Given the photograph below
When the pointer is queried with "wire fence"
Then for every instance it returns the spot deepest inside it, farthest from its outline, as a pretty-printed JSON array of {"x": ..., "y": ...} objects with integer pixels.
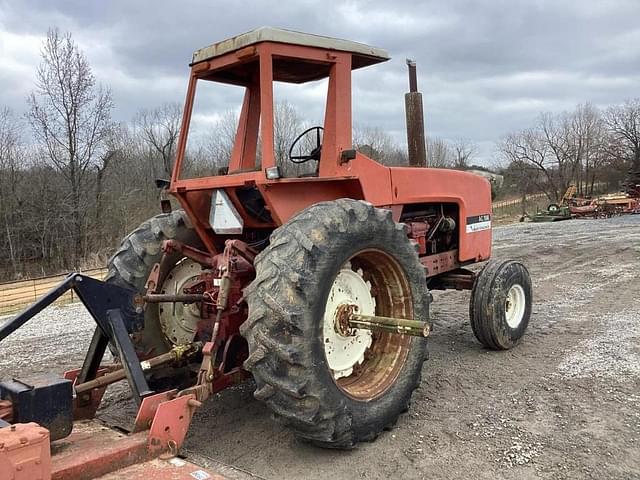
[{"x": 14, "y": 296}]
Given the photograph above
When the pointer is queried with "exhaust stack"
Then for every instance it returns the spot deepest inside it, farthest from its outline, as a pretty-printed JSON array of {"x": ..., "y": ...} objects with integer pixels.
[{"x": 415, "y": 120}]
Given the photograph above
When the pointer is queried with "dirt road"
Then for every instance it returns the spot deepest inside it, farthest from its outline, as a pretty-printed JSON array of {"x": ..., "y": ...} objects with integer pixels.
[{"x": 564, "y": 404}]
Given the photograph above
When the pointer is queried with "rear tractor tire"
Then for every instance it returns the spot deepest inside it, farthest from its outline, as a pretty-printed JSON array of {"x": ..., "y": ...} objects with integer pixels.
[
  {"x": 500, "y": 306},
  {"x": 131, "y": 265},
  {"x": 332, "y": 389}
]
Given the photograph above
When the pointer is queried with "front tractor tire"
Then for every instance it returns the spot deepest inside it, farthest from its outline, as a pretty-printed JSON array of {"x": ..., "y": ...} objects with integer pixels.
[
  {"x": 331, "y": 389},
  {"x": 500, "y": 306}
]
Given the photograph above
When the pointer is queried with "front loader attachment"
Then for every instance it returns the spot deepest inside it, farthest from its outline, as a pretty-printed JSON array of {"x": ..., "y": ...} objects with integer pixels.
[{"x": 46, "y": 422}]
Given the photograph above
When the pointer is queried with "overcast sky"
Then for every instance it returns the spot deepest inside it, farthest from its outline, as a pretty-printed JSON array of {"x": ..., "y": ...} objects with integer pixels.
[{"x": 485, "y": 67}]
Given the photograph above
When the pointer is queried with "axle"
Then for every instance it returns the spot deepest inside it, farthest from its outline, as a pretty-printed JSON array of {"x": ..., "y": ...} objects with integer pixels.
[
  {"x": 347, "y": 320},
  {"x": 402, "y": 326}
]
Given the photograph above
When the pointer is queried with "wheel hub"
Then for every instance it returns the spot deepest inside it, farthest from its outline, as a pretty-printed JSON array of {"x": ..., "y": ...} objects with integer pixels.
[
  {"x": 514, "y": 306},
  {"x": 345, "y": 347},
  {"x": 179, "y": 321}
]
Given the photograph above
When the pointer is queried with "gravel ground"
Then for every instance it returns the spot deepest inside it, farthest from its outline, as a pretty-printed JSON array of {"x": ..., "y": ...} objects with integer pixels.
[{"x": 565, "y": 403}]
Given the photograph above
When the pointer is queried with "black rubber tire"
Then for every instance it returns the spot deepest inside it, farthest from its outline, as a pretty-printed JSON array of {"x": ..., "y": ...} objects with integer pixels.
[
  {"x": 488, "y": 297},
  {"x": 284, "y": 328},
  {"x": 131, "y": 265}
]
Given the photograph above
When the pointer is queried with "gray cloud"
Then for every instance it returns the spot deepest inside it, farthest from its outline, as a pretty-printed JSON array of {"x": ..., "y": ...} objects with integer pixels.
[{"x": 486, "y": 67}]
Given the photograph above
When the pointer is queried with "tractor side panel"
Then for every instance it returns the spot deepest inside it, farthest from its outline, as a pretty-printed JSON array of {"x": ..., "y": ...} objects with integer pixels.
[
  {"x": 286, "y": 198},
  {"x": 470, "y": 192}
]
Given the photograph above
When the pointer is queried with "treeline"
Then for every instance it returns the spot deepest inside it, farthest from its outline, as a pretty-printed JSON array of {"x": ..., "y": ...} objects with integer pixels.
[{"x": 588, "y": 147}]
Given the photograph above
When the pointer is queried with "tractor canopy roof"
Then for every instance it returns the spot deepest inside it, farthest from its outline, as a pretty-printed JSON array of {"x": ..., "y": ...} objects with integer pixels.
[{"x": 294, "y": 70}]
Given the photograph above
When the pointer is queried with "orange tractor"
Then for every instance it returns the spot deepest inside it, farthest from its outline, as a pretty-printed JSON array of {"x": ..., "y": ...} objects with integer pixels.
[{"x": 316, "y": 285}]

###

### WHAT THE TASK REQUIRES
For every entry above, write it out exactly and remove any image.

### COMPLETED EXERCISE
Given the photograph below
When the pointer is queried with "wire fence"
Then for every instance it returns the spot deepest inside it, farthest from its outline, as a pretty-printed JSON array of {"x": ..., "y": ...} objects with integer pixels.
[{"x": 14, "y": 296}]
Given the photograph above
When the pointer is queried with "exhaust stack"
Then for every instance it returns the spot deepest inside it, farthest from its outline, as a pretty-printed JSON array of {"x": ..., "y": ...} objects with integer pixels.
[{"x": 415, "y": 120}]
Given the photograph above
When the pointer is queried with "dirt road"
Then for every instance it returns the spot deepest inside it, farthest from its outline, as a pretty-printed JSON array of {"x": ..., "y": ...} objects with integer pixels.
[{"x": 564, "y": 404}]
Given the photograph above
When the pointer is queried with "rear tractor tire"
Then for every instance it returns the spot deepest inside it, farthest from its outline, as a pretty-printed JSON array of {"x": ..., "y": ...} objects with integer pixels.
[
  {"x": 500, "y": 306},
  {"x": 131, "y": 265},
  {"x": 332, "y": 389}
]
Given the photograph above
When the pointer is queried with "front tractor tire"
Then for every instance it returns the spot deepest inside it, farthest from its outline, as a pretty-printed JSON array of {"x": ..., "y": ...} objects with integer pixels.
[
  {"x": 331, "y": 389},
  {"x": 500, "y": 306}
]
Given the photograph above
When the pointer is queried with "front loader attachment"
Then for every instance it returns the spot deepest inside it, farthest from its outline, as a pretty-printed JSON array of {"x": ..., "y": ...} objects with integer pixels.
[{"x": 46, "y": 422}]
Given the photograph above
When the pointer is queried with "overcast sky"
Then for every instance it returns the spot deepest inside it, farthest from its outline, as a pretty-printed JSON array of {"x": ..., "y": ...} objects with integer pixels.
[{"x": 485, "y": 67}]
Given the photograph above
When the pointer is queried with "axle"
Then for every instance it returns the spot deepest inside it, farthest from its outline, as a pretty-printed JSON array of {"x": ..., "y": ...} objects with integer pixels.
[
  {"x": 347, "y": 320},
  {"x": 402, "y": 326}
]
Given the photograph above
When the pointer is queried with "wheel hub"
Then for every instance it returns the spot deepest inside it, farthest from its outline, as a pretty-printed JSON array of {"x": ..., "y": ...} objects with integer pixels.
[
  {"x": 514, "y": 306},
  {"x": 345, "y": 347},
  {"x": 179, "y": 321}
]
Given the photograph above
When the pointer is queried with "gravel ground"
Then for every instance it returns the spot deepest inside it, farthest from its outline, as a pretty-printed JSON array of {"x": ..., "y": ...} objects with integer pixels.
[{"x": 565, "y": 403}]
Given the photograph above
When the pointer is queried with "black rubber tire"
Then for every instance it returns the spot deepest inside it, farthest from its outline, as a pretty-printed JSON array of {"x": ..., "y": ...} objects with integer pixels.
[
  {"x": 488, "y": 297},
  {"x": 284, "y": 328},
  {"x": 131, "y": 265}
]
Given the photograph above
When the pointer is queried with "gray cloud"
Then for every instance it returns the spot deepest inside it, farthest from its outline, as a pretty-printed JSON array of {"x": ..., "y": ...} objects with integer pixels.
[{"x": 486, "y": 67}]
Given the photograph above
When the pointer is queried with "tractor side panel"
Then for every instance it returns the spot deepest inside it, farthest from its outline, as a pretty-printed JSON array of {"x": ..., "y": ...} objects with integer pixels.
[
  {"x": 286, "y": 198},
  {"x": 470, "y": 192}
]
Given the photograph above
When the pointer is queried with "treeline"
Then for every instance it returns the spot deepest inside it, farthest from its outline, as a pretty-printed JSON array of {"x": ..., "y": ...} objects with integer pixels.
[{"x": 588, "y": 147}]
Given the photograph above
When the pointer is queried with "tractor canopy roof"
Then for every instance it returns the spot deepest inside it, farthest from its outline, as a pretty-printed JSON array of {"x": ..., "y": ...} objects with integer pixels.
[{"x": 294, "y": 70}]
Given the photograph above
When the pointer is queried with "orange tractor"
Then for every instance it returns the spot deepest inside it, farthest from its outline, as a pretty-printed JSON array of {"x": ..., "y": ...} objects with integer pixels.
[{"x": 316, "y": 285}]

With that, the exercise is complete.